WHAT IS EXPECTED:
Rewrite the part that opens with the line containing "horizon in the photo above." and closes with the line containing "sculpture in the photo below.", putting "route planner" in place of "flow planner" and leaving everything else unchanged.

** BEGIN RAW DATA **

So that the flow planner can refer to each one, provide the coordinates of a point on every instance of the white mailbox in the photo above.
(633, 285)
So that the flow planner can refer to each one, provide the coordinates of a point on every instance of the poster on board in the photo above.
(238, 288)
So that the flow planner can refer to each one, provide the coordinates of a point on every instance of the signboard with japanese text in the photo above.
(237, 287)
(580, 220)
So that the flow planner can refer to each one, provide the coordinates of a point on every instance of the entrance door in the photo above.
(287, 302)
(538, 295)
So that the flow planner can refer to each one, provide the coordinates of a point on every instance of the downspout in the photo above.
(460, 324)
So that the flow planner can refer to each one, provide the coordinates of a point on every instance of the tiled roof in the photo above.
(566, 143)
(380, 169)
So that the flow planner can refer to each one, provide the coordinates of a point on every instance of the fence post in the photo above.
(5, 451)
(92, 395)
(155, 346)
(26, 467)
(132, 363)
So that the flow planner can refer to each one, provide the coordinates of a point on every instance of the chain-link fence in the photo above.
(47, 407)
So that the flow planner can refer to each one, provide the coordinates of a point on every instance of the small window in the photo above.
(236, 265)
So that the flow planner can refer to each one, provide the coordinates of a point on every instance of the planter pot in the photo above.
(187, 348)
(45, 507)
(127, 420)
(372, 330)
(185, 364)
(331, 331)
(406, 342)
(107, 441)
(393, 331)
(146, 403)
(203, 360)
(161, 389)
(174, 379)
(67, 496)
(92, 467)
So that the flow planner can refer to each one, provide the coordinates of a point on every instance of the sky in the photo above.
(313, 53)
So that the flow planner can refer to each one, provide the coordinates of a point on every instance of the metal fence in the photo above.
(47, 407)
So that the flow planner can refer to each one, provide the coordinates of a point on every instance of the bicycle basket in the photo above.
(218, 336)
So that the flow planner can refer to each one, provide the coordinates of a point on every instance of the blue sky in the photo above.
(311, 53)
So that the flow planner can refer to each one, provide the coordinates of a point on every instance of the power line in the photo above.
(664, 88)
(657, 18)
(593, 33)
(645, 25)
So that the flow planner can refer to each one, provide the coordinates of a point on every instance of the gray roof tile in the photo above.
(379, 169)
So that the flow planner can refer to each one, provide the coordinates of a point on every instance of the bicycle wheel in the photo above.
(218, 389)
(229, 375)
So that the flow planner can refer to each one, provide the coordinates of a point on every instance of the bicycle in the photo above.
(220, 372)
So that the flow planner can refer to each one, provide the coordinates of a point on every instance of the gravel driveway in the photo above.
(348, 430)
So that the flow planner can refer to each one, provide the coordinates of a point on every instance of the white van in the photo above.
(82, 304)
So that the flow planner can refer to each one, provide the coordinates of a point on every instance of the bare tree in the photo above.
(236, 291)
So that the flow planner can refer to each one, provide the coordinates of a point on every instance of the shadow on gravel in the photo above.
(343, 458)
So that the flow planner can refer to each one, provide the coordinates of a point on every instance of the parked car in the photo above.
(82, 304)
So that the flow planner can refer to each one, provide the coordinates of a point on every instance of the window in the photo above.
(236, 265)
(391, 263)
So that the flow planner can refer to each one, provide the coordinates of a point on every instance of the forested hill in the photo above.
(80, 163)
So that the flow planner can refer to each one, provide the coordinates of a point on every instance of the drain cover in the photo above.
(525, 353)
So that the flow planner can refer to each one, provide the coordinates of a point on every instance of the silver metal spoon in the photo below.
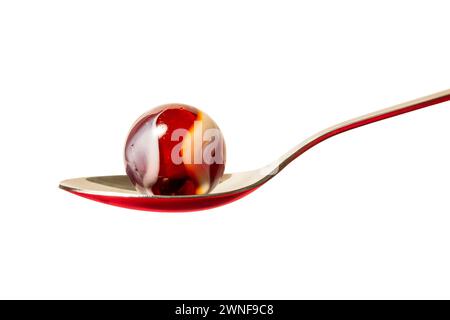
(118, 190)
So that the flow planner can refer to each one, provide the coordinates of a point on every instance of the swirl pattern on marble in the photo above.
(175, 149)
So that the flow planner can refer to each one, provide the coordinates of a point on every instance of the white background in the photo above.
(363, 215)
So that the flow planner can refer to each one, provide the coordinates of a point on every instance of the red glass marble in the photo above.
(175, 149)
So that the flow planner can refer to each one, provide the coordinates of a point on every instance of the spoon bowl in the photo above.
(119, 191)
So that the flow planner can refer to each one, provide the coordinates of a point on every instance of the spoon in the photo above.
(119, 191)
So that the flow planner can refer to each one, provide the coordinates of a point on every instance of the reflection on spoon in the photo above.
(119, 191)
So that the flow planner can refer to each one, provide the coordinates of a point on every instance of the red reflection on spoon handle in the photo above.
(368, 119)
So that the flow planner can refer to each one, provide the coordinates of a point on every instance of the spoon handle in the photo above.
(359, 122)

** END RAW DATA **
** BEGIN RAW DATA **

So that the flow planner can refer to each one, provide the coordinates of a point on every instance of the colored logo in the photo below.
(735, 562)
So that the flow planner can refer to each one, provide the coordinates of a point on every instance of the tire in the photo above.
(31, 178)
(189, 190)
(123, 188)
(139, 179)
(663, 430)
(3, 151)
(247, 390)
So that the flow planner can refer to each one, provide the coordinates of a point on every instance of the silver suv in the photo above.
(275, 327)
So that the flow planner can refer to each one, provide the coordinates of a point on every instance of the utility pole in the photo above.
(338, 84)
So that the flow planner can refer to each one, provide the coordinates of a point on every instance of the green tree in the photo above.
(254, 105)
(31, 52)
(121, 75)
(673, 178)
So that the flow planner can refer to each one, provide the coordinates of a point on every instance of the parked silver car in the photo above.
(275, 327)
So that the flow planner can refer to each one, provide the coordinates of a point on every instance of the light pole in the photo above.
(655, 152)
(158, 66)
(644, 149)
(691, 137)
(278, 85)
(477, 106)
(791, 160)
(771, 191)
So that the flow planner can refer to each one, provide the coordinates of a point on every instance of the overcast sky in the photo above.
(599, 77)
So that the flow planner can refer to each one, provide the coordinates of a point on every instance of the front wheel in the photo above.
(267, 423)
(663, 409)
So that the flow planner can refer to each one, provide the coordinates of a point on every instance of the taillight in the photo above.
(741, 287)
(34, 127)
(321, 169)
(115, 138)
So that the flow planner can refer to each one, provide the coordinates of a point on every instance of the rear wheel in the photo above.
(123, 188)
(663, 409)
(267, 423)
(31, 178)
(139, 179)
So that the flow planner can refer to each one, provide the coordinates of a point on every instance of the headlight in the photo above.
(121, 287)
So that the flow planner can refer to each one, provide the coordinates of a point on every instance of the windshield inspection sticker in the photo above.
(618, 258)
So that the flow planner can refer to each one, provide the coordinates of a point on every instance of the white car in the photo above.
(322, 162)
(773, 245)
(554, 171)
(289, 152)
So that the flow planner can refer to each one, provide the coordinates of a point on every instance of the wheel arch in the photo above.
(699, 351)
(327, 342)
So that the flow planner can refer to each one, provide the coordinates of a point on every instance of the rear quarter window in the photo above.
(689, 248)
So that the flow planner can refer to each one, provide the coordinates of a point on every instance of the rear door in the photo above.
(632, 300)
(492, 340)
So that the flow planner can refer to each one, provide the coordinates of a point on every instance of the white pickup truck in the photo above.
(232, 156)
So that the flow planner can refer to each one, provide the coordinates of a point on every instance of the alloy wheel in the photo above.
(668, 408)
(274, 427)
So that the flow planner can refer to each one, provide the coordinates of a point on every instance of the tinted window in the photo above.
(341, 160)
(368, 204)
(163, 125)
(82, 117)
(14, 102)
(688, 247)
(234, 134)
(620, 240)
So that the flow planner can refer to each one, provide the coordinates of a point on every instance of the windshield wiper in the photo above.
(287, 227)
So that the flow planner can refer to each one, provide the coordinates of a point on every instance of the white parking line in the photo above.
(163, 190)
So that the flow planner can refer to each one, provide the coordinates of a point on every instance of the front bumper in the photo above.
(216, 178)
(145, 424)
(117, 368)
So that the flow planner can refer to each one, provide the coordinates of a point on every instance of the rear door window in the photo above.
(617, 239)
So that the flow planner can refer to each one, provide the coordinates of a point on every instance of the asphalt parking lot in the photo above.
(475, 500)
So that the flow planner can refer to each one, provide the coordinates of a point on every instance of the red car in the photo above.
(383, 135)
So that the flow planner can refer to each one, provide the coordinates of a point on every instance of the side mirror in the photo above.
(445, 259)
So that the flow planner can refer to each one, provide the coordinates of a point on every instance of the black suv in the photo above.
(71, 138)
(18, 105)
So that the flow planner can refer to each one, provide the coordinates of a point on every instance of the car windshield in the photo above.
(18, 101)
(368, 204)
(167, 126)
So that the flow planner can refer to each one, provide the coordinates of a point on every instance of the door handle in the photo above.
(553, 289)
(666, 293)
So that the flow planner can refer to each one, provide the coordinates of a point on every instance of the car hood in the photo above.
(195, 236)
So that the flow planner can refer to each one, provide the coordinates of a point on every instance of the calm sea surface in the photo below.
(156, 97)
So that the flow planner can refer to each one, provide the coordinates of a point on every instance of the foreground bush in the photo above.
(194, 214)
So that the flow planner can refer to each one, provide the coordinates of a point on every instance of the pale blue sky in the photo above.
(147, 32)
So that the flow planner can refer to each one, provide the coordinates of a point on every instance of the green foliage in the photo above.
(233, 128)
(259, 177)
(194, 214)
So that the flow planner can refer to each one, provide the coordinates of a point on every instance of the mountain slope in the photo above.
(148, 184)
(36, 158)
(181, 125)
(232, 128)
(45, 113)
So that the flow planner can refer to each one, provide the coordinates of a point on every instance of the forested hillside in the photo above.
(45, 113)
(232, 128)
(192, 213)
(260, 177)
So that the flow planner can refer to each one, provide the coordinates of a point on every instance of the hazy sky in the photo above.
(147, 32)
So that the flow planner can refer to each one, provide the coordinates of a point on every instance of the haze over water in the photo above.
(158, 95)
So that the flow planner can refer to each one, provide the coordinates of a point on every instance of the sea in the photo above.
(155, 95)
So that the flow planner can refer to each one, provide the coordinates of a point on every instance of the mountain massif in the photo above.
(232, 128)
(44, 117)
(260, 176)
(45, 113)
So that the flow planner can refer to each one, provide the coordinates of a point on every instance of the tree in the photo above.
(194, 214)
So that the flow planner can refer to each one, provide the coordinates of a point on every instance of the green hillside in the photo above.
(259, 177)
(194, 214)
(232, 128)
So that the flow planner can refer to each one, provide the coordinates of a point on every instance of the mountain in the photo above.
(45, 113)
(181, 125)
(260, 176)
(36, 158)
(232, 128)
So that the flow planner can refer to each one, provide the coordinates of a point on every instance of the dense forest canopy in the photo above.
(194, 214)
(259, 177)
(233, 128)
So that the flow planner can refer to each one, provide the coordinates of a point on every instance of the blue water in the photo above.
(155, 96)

** END RAW DATA **
** BEGIN RAW DATA **

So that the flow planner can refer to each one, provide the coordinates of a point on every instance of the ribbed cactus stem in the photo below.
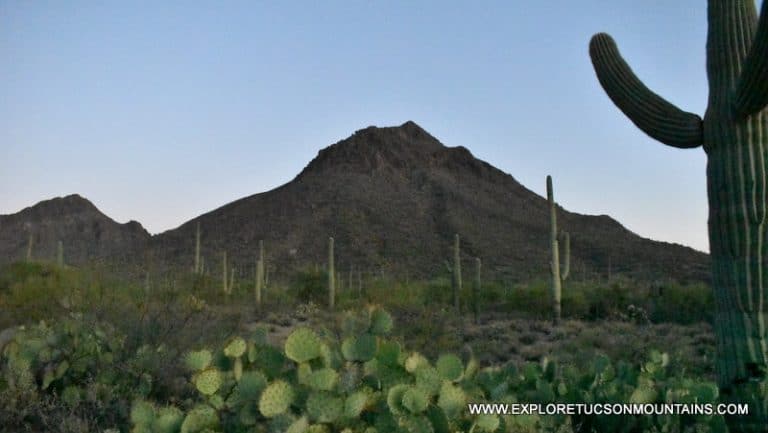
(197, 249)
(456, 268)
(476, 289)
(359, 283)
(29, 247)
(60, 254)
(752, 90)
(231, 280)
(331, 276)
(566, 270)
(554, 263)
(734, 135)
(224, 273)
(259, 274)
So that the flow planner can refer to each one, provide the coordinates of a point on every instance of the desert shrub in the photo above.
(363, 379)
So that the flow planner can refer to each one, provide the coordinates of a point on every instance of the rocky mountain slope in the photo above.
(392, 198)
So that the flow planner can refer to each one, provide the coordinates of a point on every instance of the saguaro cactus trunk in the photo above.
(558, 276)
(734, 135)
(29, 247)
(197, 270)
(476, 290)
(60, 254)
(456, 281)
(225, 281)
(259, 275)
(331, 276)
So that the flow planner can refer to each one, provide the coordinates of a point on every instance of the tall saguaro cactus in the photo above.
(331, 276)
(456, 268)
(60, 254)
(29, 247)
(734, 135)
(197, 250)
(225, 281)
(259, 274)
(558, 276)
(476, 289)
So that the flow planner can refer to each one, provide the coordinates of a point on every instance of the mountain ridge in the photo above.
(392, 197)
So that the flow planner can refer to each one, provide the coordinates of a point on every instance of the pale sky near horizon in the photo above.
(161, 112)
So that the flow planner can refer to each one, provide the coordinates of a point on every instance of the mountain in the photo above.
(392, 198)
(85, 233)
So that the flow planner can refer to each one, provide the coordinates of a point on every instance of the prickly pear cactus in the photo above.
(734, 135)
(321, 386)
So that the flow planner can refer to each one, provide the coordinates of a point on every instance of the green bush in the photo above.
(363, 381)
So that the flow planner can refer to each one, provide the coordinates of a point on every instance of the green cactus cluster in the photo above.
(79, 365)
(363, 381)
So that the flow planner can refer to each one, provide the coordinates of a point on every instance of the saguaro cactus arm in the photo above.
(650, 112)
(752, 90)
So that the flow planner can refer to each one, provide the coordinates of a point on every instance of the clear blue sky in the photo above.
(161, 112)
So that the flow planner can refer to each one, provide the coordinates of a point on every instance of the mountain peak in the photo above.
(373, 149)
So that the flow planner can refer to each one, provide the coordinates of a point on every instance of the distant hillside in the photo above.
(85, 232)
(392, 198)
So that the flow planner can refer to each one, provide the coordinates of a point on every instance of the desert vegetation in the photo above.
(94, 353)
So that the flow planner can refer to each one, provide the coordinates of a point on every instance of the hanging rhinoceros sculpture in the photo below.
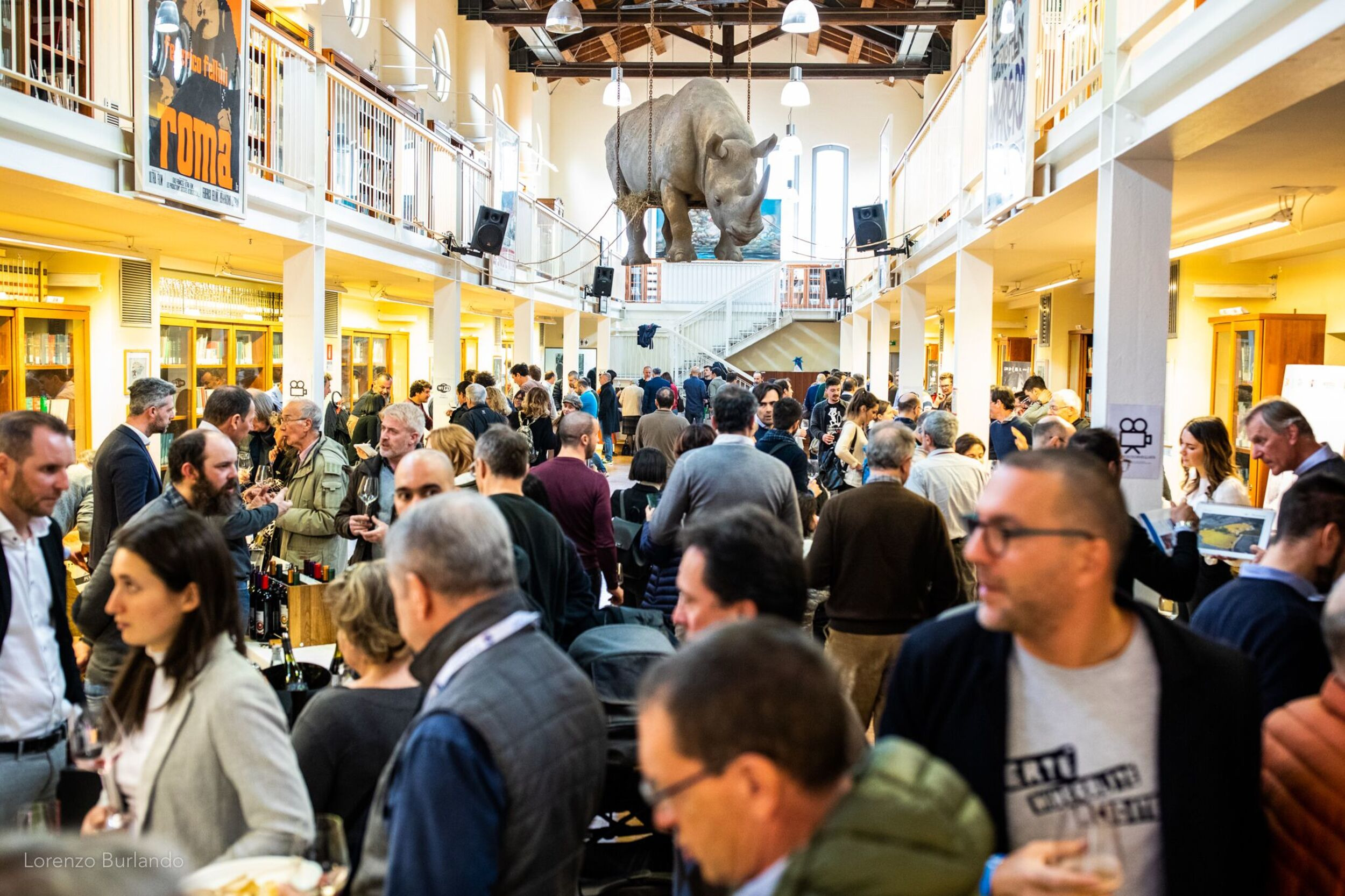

** END RAW DATA **

EXERCISE RESPONSE:
So that the route planner can refer to each one, provide the coordinates of a point on every instance of the pale sky near horizon in the photo above.
(161, 112)
So that the route planner can refer to each one, provide the coordinates of a point on every instance of the mountain in the photo above.
(392, 198)
(85, 233)
So that the route planner can refer to each one, provide the coordinates of a point on every instance of the prickly pear cactus in the photo above.
(734, 135)
(321, 386)
So that the route planner can refer to each one, provide the coordinates of a point on every instance of the green bush in the photo above.
(363, 381)
So that the route planner can refer to each one, provide the coordinates of a point on every instance of the green cactus cluster in the photo above.
(79, 365)
(363, 381)
So that the route planner can refer to each one, provide the coordinates of a point on every instance of the saguaro cactus arm in the photo above.
(650, 112)
(752, 90)
So that the route planner can refer to each one, provide the coordinates of a point on every instance of the clear blue sky in the photo above.
(161, 112)
So that the route planner can refer to each one, provide the coordinates of a point on every instance of the mountain peak in the photo above.
(373, 149)
So that the route planner can refer to each one, provide the coordinates of a point on every instance of the distant hillside in the photo above.
(85, 232)
(392, 198)
So that the route planner can refer to each one, provide the coordinates of a point on every instance of the desert vegetation in the photo above.
(94, 353)
So that the route planner can refer to each one, provide the coordinates of a point on every instance of the hanging rhinoceros sculpture in the photo below.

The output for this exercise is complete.